EXERCISE BRIEF:
Collect every line in the entries below that contains the word "desk", and copy each of those lines.

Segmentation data
•••••

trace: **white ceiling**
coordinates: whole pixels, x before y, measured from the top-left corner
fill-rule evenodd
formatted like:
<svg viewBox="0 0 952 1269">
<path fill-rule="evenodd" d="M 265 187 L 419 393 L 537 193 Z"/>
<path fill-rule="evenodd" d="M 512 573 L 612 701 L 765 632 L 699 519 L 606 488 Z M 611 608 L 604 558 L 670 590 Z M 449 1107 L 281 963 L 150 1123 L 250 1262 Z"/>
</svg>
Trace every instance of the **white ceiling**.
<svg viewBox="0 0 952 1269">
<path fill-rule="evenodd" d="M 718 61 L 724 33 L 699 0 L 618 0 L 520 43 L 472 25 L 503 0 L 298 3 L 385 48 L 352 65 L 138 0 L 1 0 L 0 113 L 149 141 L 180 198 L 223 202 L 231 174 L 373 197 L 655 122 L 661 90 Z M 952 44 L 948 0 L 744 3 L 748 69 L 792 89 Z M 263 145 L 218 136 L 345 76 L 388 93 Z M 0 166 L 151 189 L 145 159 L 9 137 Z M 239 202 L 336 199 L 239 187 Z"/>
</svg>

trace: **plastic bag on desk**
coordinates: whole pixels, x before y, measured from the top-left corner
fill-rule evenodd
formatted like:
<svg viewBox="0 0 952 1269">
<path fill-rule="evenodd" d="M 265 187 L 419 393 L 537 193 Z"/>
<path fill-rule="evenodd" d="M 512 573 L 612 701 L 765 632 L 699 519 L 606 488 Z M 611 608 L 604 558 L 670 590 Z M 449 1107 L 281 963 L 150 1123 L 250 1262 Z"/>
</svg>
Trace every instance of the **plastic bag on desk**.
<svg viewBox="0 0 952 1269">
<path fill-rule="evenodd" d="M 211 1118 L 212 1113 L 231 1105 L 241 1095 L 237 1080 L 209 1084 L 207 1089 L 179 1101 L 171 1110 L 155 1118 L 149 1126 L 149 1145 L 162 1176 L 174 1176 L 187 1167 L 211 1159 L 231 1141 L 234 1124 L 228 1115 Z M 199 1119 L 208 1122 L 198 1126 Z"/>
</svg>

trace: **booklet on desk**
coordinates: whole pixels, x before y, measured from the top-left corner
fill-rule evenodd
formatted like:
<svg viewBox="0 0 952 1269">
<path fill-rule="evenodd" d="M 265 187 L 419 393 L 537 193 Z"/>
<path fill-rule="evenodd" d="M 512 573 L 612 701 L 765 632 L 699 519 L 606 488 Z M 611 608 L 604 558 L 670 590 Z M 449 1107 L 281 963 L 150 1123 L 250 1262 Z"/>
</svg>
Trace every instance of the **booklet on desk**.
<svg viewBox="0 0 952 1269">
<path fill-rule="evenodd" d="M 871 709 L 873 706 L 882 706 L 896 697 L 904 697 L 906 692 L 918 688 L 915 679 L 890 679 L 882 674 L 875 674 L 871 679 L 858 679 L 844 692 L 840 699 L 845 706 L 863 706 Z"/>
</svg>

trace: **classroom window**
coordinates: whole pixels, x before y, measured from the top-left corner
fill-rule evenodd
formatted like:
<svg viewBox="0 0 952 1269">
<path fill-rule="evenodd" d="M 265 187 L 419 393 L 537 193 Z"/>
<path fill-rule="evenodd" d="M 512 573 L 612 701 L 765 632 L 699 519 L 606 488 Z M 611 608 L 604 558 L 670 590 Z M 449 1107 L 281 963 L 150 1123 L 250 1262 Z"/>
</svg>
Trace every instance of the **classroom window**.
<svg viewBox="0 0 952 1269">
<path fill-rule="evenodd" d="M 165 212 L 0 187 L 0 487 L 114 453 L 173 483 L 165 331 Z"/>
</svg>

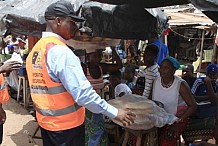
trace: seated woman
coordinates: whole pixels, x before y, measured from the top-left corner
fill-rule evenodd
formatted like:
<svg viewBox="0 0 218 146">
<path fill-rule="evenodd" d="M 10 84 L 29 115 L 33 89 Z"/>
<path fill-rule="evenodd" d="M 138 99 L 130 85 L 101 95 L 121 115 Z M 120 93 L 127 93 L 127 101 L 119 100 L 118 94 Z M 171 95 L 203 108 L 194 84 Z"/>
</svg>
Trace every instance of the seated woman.
<svg viewBox="0 0 218 146">
<path fill-rule="evenodd" d="M 194 82 L 191 91 L 198 104 L 198 108 L 195 112 L 197 118 L 216 116 L 216 99 L 218 92 L 217 78 L 217 64 L 210 64 L 206 69 L 206 77 L 198 78 Z"/>
<path fill-rule="evenodd" d="M 122 62 L 114 48 L 112 55 L 116 64 L 100 63 L 101 52 L 97 50 L 88 50 L 87 64 L 82 64 L 84 73 L 90 81 L 93 89 L 98 94 L 101 94 L 101 89 L 104 87 L 103 74 L 115 72 L 122 68 Z M 105 133 L 105 125 L 102 114 L 94 114 L 86 110 L 86 146 L 107 146 L 108 137 Z"/>
<path fill-rule="evenodd" d="M 121 83 L 120 71 L 110 73 L 109 81 L 114 88 L 115 99 L 127 94 L 132 94 L 131 89 L 125 83 Z"/>
<path fill-rule="evenodd" d="M 152 100 L 162 102 L 166 112 L 179 118 L 174 124 L 160 129 L 160 146 L 176 146 L 188 118 L 196 110 L 195 99 L 188 84 L 174 75 L 179 66 L 175 58 L 166 57 L 160 65 L 160 77 L 153 83 Z"/>
</svg>

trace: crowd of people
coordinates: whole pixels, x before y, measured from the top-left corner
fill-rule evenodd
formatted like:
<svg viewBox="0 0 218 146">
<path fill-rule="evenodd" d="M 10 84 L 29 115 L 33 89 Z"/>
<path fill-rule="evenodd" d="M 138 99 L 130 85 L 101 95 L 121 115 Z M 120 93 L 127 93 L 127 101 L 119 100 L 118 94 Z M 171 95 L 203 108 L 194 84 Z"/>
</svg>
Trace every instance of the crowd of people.
<svg viewBox="0 0 218 146">
<path fill-rule="evenodd" d="M 112 47 L 114 63 L 101 62 L 102 52 L 98 49 L 87 50 L 85 62 L 81 62 L 66 45 L 66 40 L 78 34 L 77 23 L 84 21 L 73 5 L 64 0 L 49 5 L 45 20 L 42 38 L 28 56 L 25 51 L 20 53 L 26 60 L 43 146 L 108 146 L 103 115 L 124 126 L 134 123 L 136 115 L 131 110 L 117 109 L 102 99 L 105 73 L 109 74 L 113 89 L 110 98 L 139 94 L 160 103 L 167 113 L 178 117 L 173 124 L 159 128 L 160 146 L 175 146 L 189 119 L 216 116 L 217 64 L 208 65 L 206 77 L 196 77 L 192 64 L 185 64 L 179 77 L 175 72 L 180 63 L 169 56 L 167 46 L 157 38 L 149 40 L 141 51 L 133 40 L 127 41 L 127 52 L 122 44 Z M 17 45 L 4 44 L 2 54 L 17 52 L 17 47 L 25 50 L 24 38 L 16 40 Z M 123 59 L 127 61 L 123 63 Z M 19 62 L 0 67 L 1 104 L 9 98 L 3 73 L 9 76 L 19 67 Z M 2 126 L 6 116 L 1 106 L 0 118 Z M 2 132 L 0 127 L 1 135 Z"/>
</svg>

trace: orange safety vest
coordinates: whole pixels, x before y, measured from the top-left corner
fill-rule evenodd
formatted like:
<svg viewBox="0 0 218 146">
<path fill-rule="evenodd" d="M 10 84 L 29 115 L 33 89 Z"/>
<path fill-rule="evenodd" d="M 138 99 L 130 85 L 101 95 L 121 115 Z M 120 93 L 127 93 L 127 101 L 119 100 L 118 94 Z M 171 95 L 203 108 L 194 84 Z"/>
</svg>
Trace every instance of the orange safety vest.
<svg viewBox="0 0 218 146">
<path fill-rule="evenodd" d="M 5 83 L 3 74 L 0 74 L 0 103 L 5 103 L 10 98 L 7 84 Z"/>
<path fill-rule="evenodd" d="M 54 45 L 66 46 L 57 37 L 41 38 L 27 57 L 26 69 L 39 125 L 59 131 L 81 125 L 85 108 L 75 102 L 62 83 L 52 81 L 48 74 L 46 56 Z"/>
</svg>

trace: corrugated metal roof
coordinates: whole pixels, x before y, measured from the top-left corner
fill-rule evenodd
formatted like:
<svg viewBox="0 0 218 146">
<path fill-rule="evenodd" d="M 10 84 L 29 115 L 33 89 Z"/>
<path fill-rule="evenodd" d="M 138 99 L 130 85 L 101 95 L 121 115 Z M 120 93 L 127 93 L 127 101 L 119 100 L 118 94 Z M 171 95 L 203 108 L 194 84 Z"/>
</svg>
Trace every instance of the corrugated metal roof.
<svg viewBox="0 0 218 146">
<path fill-rule="evenodd" d="M 203 13 L 165 12 L 170 17 L 170 26 L 213 25 L 214 22 Z"/>
</svg>

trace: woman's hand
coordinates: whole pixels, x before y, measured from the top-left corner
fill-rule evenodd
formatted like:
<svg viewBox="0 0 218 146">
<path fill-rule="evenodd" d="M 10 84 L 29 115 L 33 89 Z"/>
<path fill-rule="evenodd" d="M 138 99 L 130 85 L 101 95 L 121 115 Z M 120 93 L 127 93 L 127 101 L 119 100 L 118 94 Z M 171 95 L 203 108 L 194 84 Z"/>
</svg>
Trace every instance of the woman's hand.
<svg viewBox="0 0 218 146">
<path fill-rule="evenodd" d="M 179 124 L 178 123 L 174 123 L 173 125 L 169 125 L 166 132 L 165 132 L 165 138 L 167 140 L 172 140 L 175 139 L 176 137 L 179 136 Z"/>
</svg>

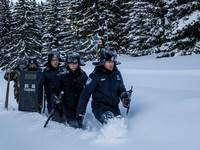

•••••

WRITTEN RESPONSE:
trace: **plastic bag on desk**
Trace every instance of the **plastic bag on desk**.
trace: **booklet on desk**
Trace every instance of the **booklet on desk**.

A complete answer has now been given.